**Задание:** Назовите всех композиторов и художников, которые указаны как любимые в приведенной ниже анкете.

**Данный текст:**
● ● ● ●

Качество, которое я хотел бы видеть в мужчине? — Женское очарование.
Качество, которое я предпочитаю в женщине? — Мужские достоинства и верность в дружбе.
Что я больше всего ценю в моих друзьях? — Когда они нежны ко мне, если их личность достаточно прекрасна, чтобы придать большую ценность этой нежности.
Мой главный недостаток? — Не умею, не могу «хотеть».
Мое любимое занятие? — Любить.
Моя мечта о счастье? — Боюсь, она недостаточно возвышенна; я не осмеливаюсь ее высказать, а высказав — разрушить.
Что было бы для меня самым большим несчастьем? — Не знать ни моей матери, ни бабушки.
Кем бы я хотел быть? — Собой — таким, каким меня хотели бы видеть люди, которыми я восхищаюсь.
Страна, где бы я хотел жить? — Та, где некоторые желанные мне вещи осуществились бы как по волшебству — и где неясность всегда была бы разделенной. (Подчеркнуто Прустом).
Мой любимый цвет? — Красота не в красках, а в их гармонии.
Мой любимый цветок? — Ее цветок — а затем все остальные.
Моя любимая птица? — Ласточка.
Мои любимые прозаики? — Сегодня Анатоль Франс и Пьер Лоти.
Мои любимые поэты? — Бодлер и Альфред де Виньи.
Мой любимый литературный герой? — Гамлет.
Моя любимая литературная героиня? — Федра (вычеркнуто Прустом). Береника[35]
Мои любимые композиторы? — Бетховен, Вагнер, Шуман (sic).
Мои любимые художники? — Леонардо да Винчи, Рембрандт.
Мои герои в реальной жизни? — Господин Дарлю, господин Бутру.
Мои героини в истории? — Клеопатра.
Мои любимые имена? — У меня только одно за раз.
Что я ненавижу больше всего? — То, что есть во мне плохого.
Исторические характеры, которые я больше всего презираю? — Я не настолько образован.
Ратный подвиг, которым я больше всего восхищаюсь? — Моя добровольная военная служба.
Реформа, которой я больше всего восхищаюсь? — (На этот вопрос Марсель Пруст не ответил).
Какой дар природы я бы хотел получить? — Волю и обаяние.
Как бы мне хотелось умереть? — Лучшим — и любимым.
Каково мое нынешнее умонастроение? — Скучно думать о себе, чтобы ответить на все эти вопросы.
К каким недостаткам я снисходительнее всего? — К тем, которые понимаю. (Подчеркнуто Прустом).
Мой девиз? — Я бы слишком боялся, что он принесет мне несчастье».[36]

● ● ● ●

**Исходные данные:**
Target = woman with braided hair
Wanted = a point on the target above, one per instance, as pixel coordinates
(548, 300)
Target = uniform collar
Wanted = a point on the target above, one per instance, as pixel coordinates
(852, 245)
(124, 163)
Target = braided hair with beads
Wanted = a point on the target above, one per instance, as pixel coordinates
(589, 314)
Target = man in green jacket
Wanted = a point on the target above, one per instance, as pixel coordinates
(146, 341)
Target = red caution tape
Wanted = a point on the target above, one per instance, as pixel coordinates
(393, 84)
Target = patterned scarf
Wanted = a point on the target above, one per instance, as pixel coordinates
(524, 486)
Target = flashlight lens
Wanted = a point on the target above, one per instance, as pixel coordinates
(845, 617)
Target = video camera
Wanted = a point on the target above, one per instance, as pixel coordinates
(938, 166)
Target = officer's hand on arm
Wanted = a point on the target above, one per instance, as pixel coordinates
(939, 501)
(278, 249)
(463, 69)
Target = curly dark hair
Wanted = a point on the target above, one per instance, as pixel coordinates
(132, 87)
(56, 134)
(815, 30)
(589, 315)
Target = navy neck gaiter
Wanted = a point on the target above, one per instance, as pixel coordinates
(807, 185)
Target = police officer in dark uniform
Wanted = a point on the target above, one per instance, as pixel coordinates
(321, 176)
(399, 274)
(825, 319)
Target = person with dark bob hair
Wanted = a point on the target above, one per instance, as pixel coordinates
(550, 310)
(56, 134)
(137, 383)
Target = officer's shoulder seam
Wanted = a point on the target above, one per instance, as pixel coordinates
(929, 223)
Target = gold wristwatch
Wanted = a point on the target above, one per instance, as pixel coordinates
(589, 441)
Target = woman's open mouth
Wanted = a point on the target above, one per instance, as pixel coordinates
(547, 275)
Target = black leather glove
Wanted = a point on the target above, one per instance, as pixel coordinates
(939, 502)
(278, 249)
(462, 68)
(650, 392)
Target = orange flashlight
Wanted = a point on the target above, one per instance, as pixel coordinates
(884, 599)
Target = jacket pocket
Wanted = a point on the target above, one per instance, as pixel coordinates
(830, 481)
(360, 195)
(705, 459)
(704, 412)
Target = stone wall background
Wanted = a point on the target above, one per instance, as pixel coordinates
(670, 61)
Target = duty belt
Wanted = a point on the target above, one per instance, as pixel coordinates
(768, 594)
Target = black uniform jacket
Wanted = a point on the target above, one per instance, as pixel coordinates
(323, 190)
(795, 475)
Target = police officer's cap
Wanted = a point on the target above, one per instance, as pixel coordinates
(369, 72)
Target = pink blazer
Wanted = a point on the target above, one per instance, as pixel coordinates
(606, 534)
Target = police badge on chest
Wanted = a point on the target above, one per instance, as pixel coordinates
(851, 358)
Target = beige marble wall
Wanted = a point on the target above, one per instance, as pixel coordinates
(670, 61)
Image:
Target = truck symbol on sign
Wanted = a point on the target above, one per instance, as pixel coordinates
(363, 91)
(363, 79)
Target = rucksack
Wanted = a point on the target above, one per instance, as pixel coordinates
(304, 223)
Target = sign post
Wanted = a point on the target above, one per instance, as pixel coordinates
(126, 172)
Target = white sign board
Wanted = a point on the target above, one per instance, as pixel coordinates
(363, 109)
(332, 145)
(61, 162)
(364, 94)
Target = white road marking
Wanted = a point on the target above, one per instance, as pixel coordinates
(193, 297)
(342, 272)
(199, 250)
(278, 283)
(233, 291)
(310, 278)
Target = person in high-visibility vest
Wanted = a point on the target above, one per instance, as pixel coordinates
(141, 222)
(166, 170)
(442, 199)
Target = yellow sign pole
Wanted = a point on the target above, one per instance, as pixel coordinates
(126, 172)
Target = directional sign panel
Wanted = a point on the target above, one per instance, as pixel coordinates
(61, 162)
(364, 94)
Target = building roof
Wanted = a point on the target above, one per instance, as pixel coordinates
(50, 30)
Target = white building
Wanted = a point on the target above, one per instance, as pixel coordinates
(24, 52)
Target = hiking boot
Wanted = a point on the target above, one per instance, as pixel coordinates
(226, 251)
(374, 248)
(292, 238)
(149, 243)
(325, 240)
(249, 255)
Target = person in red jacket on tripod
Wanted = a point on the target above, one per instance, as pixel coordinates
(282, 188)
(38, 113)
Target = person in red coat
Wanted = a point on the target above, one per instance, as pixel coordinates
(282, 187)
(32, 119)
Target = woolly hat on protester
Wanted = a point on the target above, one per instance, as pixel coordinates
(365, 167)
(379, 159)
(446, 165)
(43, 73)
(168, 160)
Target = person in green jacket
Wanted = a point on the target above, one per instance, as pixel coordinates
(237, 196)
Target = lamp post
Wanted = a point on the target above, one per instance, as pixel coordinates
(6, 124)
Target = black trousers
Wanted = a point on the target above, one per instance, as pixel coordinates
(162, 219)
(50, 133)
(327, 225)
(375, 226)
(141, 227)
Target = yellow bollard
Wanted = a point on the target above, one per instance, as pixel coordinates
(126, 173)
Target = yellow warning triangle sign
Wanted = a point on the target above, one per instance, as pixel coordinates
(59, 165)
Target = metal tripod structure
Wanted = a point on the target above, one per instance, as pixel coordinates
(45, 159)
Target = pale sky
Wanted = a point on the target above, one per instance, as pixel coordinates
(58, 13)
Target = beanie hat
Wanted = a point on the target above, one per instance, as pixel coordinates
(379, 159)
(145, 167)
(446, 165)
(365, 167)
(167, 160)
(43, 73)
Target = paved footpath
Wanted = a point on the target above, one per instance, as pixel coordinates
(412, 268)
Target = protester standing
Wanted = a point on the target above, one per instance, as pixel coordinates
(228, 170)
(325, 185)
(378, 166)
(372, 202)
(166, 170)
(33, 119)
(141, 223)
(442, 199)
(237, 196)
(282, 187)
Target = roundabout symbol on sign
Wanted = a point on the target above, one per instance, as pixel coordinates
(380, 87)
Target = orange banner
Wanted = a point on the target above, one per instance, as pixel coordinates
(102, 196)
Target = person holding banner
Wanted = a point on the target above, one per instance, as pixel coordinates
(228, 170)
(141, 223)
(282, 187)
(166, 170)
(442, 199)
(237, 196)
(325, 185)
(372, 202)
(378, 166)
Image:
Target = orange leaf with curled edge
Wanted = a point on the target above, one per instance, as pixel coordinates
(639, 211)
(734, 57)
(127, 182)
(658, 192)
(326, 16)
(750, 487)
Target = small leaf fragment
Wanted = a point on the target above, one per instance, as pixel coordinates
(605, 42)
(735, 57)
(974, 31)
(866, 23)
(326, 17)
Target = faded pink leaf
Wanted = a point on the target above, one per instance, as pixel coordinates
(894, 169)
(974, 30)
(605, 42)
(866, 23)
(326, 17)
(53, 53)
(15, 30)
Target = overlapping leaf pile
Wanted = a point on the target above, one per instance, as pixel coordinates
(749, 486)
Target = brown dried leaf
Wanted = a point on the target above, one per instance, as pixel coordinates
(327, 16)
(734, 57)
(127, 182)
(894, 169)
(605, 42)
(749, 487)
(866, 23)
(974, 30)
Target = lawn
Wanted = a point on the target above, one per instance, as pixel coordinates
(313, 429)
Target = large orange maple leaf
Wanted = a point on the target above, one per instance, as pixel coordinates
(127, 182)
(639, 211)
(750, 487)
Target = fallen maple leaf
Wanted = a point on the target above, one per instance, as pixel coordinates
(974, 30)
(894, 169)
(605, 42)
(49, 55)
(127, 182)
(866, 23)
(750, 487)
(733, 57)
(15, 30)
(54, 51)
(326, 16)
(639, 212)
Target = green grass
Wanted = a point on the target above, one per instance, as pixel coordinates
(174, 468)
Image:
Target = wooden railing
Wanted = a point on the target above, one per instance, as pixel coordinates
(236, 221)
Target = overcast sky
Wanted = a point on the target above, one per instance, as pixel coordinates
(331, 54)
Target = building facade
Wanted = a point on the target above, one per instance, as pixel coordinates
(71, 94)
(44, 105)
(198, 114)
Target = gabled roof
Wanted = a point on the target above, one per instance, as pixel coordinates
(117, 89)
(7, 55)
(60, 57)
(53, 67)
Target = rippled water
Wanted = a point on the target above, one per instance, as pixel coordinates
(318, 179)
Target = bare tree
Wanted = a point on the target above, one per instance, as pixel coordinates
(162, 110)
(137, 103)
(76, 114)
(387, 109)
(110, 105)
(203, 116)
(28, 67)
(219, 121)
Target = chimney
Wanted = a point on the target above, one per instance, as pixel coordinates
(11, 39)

● ● ● ●

**Ответ:** Любимые композиторы: Бетховен, Вагнер и Шуман. Любимые художники: Леонардо да Винчи и Рембрандт.